PROBLEMA BREVE 1 =
Selecciona todas las líneas de los registros que contengan la palabra "ceiling", distinguiendo entre mayúsculas y minúsculas.

FRAGMENTO DEL DOCUMENTO =
* * *
El estado laico es neutral ante las confesiones religiosas, ¿pero puede tolerar que en nombre de la religión se ultraje a la dignidad, se discrimine a la mujer, se practique la poligamia, aunque ello quede en el espacio de una comunidad religiosa y cultural, y no trascienda al ámbito público del Estado? Sería una aberración entender que la laicidad lleva a la neutralidad.
En diciembre de 1905 se promulgaba en Francia la ley de separación de las Iglesias y el Estado, cuyo primer artículo reza que «la República asegura la libertad de conciencia y garantiza el libre ejercicio de los cultos» y en el segundo añade: «La República no reconoce, no paga ni subvenciona ningún culto». Esta ley fue rechazada por el Papa Pío X en una encíclica, publicada en febrero de 2006, cuyo título -Vehementer- da buena cuenta de su tono. La laicidad se abrió paso en Francia a través de una lucha entre la revolución y el tradicionalismo católico y, por eso, su implantación no estuvo exenta de sectarismo. En cambio el laicismo americano tiene unas raíces muy diferentes y es el resultado de un proceso distinto. Nadie protesta porque el presidente norteamericano jure su cargo con la mano sobre la Biblia. Es claro que en nuestro solar hispano el paradigma de la laicidad es el francés. Y la prevención es tan grande que aún hoy hay quienes, basándose en el artículo 16.3 de nuestra Constitución, aceptan que España sea un Estado aconfesional, pero niegan rotundamente que sea laico.
Pero toca hoy hablar de Francia, porque donde se pensaba que estaba más afianzada, la laicidad se ha convertido en tema de acuciante actualidad, de una manera que exige replantearla con perspectivas nuevas. Pensemos en el conflicto presentado por la asistencia a la escuela de muchachas portando el shador, el velo vinculado a la fe musulmana. El ministro del interior francés y presidente del UMP, el partido del Gobierno, ha hecho una propuesta que ha conmovido al tradicional espíritu laico galo: la conveniencia de que el Estado financie la construcción de algunas mezquitas para los musulmanes franceses. Con esta medida se trataría de cortar las subvenciones extranjeras, que conllevan hipotecas ideológicas, a la vez que de acabar con el islam de sótanos y garajes, donde, al margen de todo control, se inculcan las tendencias más fundamentalistas. Sarkozy encontró apoyos incluso en la izquierda, pero también descalificaciones rotundas, empezando por la del primer ministro, que consideraban su propuesta incompatible con el Estado laico. La elevada población musulmana de Francia replantea muchas cuestiones sobre el diálogo intercultural y sobre una de sus principales derivaciones: el papel de las religiones en los diversos ámbitos de la vida social. Ante esta necesidad de repensar la laicidad, se constituyó en Francia, por iniciativa del presidente de la República, una comisión de intelectuales, conocida como ‘Comisión Stasi’ por el nombre del defensor del pueblo, que era su presidente, que ha elaborado un importante informe sobre esta materia.
* * *
PROBLEMA BREVE 2 =
Reproduce literalmente el pasaje del texto sobre la laicidad comprendido entre "El estado laico es" y "a la neutralidad.", ambos incluidos.

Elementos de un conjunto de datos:
* * *
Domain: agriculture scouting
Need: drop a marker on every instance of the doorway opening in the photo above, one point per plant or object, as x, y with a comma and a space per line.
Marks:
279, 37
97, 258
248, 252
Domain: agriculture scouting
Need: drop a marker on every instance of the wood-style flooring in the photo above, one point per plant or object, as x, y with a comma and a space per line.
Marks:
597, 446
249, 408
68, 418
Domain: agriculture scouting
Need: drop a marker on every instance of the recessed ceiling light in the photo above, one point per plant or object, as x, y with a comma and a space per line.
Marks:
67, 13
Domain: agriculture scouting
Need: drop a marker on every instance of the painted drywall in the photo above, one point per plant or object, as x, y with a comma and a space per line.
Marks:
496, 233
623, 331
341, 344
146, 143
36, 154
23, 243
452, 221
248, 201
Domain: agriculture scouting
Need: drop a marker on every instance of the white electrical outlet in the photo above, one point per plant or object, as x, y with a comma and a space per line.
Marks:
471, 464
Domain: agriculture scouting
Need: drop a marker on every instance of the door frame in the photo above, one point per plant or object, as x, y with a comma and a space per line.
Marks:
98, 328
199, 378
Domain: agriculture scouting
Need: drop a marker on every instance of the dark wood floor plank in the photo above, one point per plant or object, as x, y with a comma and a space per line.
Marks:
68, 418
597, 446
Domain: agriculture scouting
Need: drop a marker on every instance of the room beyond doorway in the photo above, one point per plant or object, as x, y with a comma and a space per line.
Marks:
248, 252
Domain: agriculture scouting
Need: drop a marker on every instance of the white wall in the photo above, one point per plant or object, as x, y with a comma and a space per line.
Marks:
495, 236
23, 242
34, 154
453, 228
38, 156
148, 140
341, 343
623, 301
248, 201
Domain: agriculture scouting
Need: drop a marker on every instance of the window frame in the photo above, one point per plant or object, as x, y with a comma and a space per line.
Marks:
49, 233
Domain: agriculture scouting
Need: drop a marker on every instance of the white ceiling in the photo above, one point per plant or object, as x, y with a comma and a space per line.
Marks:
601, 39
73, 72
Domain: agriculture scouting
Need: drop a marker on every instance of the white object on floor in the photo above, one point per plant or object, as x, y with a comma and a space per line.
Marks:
* * *
RESPUESTA DEL EJERCICIO 1 =
Need: drop a marker on every instance of the recessed ceiling light in the photo above, one point per plant or object, as x, y with a comma and a space per line.
Need: drop a marker on every instance of the white ceiling in the photo above, one point per plant or object, as x, y with a comma and a space per line.

RESPUESTA DEL EJERCICIO 2 =
El estado laico es neutral ante las confesiones religiosas, ¿pero puede tolerar que en nombre de la religión se ultraje a la dignidad, se discrimine a la mujer, se practique la poligamia, aunque ello quede en el espacio de una comunidad religiosa y cultural, y no trascienda al ámbito público del Estado? Sería una aberración entender que la laicidad lleva a la neutralidad.